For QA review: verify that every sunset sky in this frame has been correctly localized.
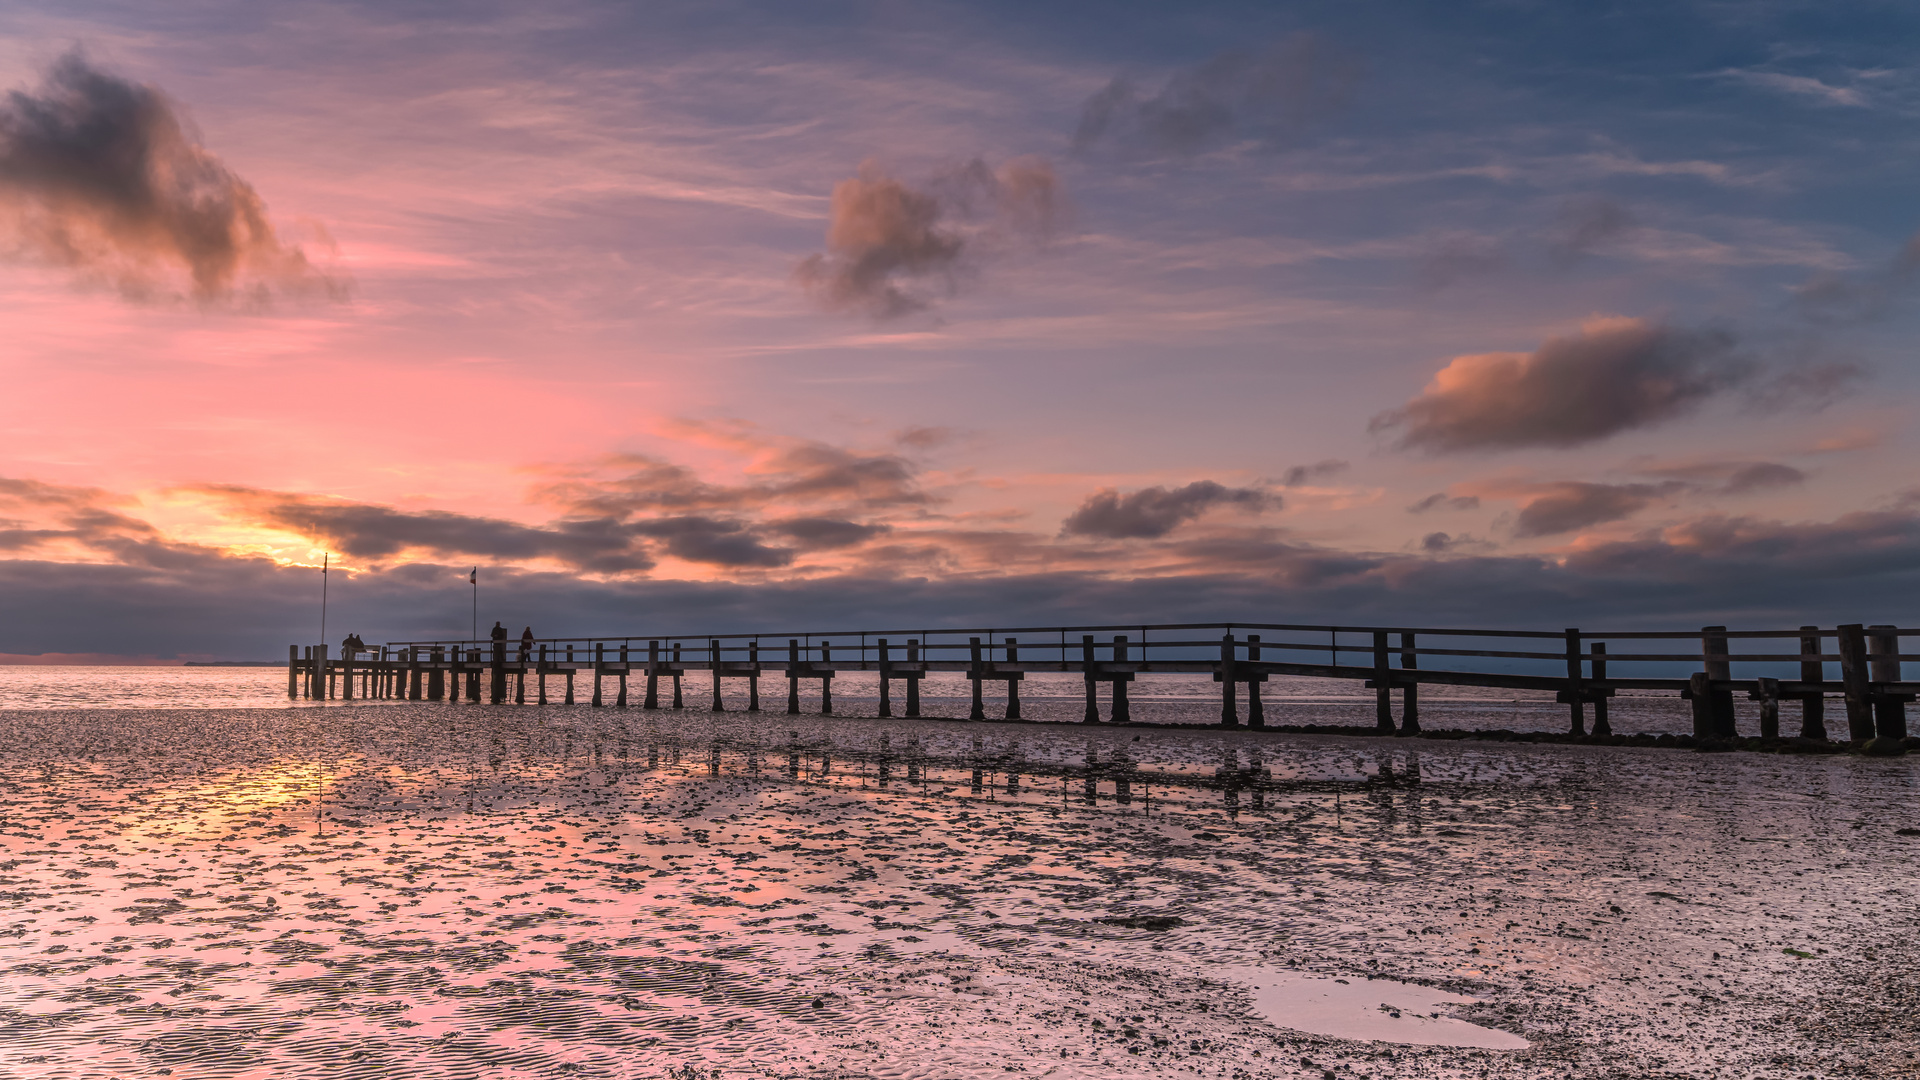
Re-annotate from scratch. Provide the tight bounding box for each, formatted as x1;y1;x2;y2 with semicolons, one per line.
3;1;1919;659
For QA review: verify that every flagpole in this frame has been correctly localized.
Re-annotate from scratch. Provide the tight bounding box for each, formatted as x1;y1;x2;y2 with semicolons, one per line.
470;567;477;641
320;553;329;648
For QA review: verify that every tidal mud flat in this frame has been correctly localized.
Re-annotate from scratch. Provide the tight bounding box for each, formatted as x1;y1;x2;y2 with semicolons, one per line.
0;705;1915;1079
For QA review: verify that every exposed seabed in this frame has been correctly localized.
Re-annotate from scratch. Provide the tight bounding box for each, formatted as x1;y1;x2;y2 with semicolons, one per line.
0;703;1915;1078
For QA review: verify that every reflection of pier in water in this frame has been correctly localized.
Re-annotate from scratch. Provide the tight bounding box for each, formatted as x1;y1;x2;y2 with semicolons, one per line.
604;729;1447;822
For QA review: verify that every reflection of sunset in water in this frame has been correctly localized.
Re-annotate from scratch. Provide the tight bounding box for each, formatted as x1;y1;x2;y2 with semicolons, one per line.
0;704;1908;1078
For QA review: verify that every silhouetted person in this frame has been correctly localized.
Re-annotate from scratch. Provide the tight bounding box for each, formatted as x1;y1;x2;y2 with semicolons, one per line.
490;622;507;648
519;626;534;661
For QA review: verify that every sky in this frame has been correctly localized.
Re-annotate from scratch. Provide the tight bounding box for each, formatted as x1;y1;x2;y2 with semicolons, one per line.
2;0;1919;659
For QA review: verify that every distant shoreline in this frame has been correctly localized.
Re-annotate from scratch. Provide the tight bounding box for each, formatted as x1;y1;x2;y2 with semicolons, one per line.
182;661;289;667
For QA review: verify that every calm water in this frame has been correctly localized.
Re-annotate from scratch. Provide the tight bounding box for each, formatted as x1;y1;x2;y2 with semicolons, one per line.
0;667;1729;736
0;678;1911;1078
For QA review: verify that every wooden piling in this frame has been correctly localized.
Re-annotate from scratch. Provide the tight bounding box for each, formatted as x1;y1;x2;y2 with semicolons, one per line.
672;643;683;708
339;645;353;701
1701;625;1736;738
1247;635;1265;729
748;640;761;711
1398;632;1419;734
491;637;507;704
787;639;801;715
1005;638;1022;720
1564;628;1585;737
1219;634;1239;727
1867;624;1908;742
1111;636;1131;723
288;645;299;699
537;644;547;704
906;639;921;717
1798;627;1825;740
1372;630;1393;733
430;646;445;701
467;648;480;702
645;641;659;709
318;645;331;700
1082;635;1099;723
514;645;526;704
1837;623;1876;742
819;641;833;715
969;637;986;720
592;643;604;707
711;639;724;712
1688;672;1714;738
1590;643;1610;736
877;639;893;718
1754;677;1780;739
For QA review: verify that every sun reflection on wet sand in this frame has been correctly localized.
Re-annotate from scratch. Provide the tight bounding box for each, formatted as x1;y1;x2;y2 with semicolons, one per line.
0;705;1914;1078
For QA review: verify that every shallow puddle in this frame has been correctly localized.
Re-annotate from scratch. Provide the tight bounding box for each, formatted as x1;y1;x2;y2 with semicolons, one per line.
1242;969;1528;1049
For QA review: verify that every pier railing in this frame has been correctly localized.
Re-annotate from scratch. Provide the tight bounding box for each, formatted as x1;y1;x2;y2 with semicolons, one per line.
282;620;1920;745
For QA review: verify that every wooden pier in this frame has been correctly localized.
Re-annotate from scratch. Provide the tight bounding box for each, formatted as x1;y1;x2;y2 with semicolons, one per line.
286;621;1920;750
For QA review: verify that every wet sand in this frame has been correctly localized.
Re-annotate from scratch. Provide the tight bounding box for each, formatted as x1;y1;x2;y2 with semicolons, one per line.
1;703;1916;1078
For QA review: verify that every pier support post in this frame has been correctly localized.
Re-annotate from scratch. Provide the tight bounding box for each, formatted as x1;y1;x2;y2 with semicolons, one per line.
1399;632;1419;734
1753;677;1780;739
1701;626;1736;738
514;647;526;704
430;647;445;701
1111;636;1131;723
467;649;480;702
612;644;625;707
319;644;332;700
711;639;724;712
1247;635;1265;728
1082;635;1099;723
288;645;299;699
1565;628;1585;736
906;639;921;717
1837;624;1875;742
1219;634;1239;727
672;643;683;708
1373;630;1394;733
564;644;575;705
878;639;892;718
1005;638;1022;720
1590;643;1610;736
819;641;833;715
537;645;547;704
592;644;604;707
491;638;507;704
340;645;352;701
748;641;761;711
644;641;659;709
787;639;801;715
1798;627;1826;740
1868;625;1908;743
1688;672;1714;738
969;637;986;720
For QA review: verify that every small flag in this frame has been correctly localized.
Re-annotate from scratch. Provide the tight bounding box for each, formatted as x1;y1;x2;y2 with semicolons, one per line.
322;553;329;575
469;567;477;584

——————————

* Instructions to follow:
Would you copy, unchanged, the stretch of the records above that begins at the line containing "For QA review: verify that every reflection of sunset" and ends at the line containing "For QA review: verify that every distant", and only that?

* Task answer:
For QA review: verify that every reflection of sunset in water in this frame has been correctly localized.
Re-annotate from scratch. Provide the tight bounding box for each, formatted as x1;y1;x2;y2 with semicolons, one per line.
0;704;1908;1078
For QA review: verify that every silhouetted person in this frame has been correctly localized.
Re-annotate from scratch. Provide the tight bounding box for each, formatted as x1;y1;x2;y2 with semicolons, one per line.
490;622;507;648
519;626;534;661
For QA review: verify that every sky in this frame has been correctly localized.
Re-annotate from scratch. Provide the tight bounding box for each, formatted as x1;y1;x2;y2 with semicolons, one per line.
2;0;1919;659
For QA review: verify that every distant shoreline in this frame has been correctly localized.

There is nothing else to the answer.